+++ Estratto +++
ATTACCO AD ABU GREIN

Nel pomeriggio di giovedì è stato attaccato un chekpoint nei pressi di Abu Grein, località a 100 chilometri da Misurata che segna il confine orientale tra la città/stato e il territorio intorno alla roccaforte dell’Is, Sirte. Il bilancio parla di una decina di misuratini morti, alcuni catturati ed altri giustiziati, e il sito libico Alwasat ha scritto che una ventina di veicoli armati sarebbero stati sottratti dai baghdadisti alle forze locali di Misurata. Nell’attacco i miliziani di Abu Bakr al Baghdadi sarebbero anche riusciti a prendere il controllo di alcuni villaggi nell’area.

KOBLER CERCA DI RISOLVERE LO STALLO ATTORNO A SERRAJ

Anche visti questi ultimi fatti, il delegato speciale per la crisi libica Martin Kobler è tornato a pressare sulla necessità di raggiungere l’unità per combattere i terroristi, ossia spinge affinché il parlamento HoR di Tobruk voti definitivamente l’appoggio politico al governo del premier Fayez Serraj previsto dall’Lpa, l’accordo siglato in Marocco il 17 dicembre del 2015 che ha intavolato tutto l’attuale percorso politico. Mercoledì un folto gruppo composto da 102 membri dell’HoR si sarebbe dovuto riunire a Ghadames, cittadina sul confine algerino/tunisino, per votare il sostegno a Serraj, ma il presidente del parlamento Agila Saleh ha di nuovo bloccato tutto. Kobler nei giorni passati è stato impegnato in due importanti visite, una negli Emirati Arabi, dove ha incontrato coloro che sono, insieme all’Egitto, i principali sostenitori esterni della Cirenaica extra-libica: un voto positivo all’HoR passa anche da lì, dagli uffici di chi vorrebbe l’est libico indipendente, federale, o una sorta di Kurdistan iracheno, per interessi geopolitici. Successivamente è volato a Mosca, dove ha incontrato l’espertissimo vice ministro degli Esteri russo Mikhail Bogdanov: secondo alcune indiscrezioni, difficilmente verificabili, l’obiettivo del viaggio era cercare di convincere i russi, membri permanenti del Consiglio di sicurezza delle Nazioni Unite, sulla possibilità di accreditare in via definitiva l’esecutivo di Serraj, anche senza il voto del parlamento.
+++
# Da fare
A – Secondo l'estratto, in quale paese è stato siglato l'accordo Lpa?
B – Quali sono tutte le persone citate per nome nell'estratto?
C – Trascrivi dall'estratto tutto il testo che va da "ATTACCO AD ABU" giù fino a "alcuni villaggi nell’area." compreso.
I dati riportati più avanti non hanno alcun ruolo in questo lavoro.
+++ Righe di dati +++
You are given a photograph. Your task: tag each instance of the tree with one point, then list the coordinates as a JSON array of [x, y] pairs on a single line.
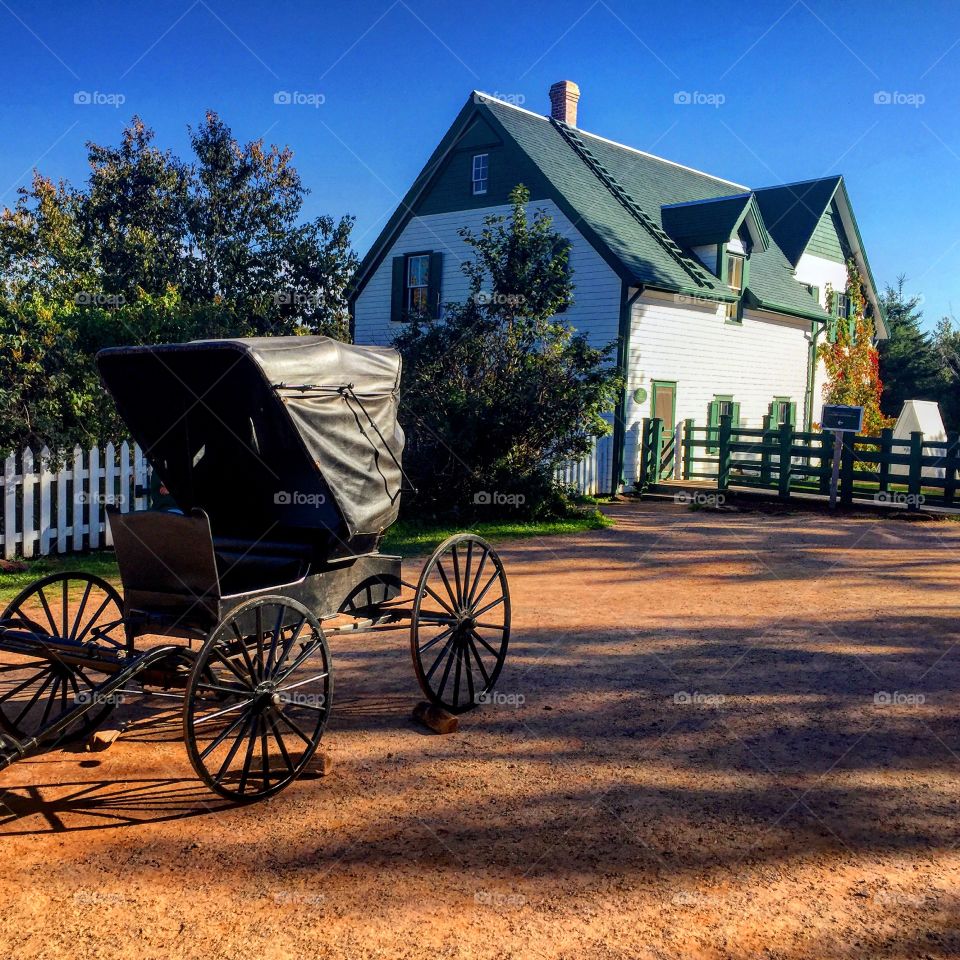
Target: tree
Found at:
[[153, 249], [852, 361], [500, 390], [946, 346], [908, 361]]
+++
# Risposte
A – In Marocco.

B – Abu Bakr al Baghdadi, Martin Kobler, Fayez Serraj, Agila Saleh, Mikhail Bogdanov

C –
ATTACCO AD ABU GREIN

Nel pomeriggio di giovedì è stato attaccato un chekpoint nei pressi di Abu Grein, località a 100 chilometri da Misurata che segna il confine orientale tra la città/stato e il territorio intorno alla roccaforte dell’Is, Sirte. Il bilancio parla di una decina di misuratini morti, alcuni catturati ed altri giustiziati, e il sito libico Alwasat ha scritto che una ventina di veicoli armati sarebbero stati sottratti dai baghdadisti alle forze locali di Misurata. Nell’attacco i miliziani di Abu Bakr al Baghdadi sarebbero anche riusciti a prendere il controllo di alcuni villaggi nell’area.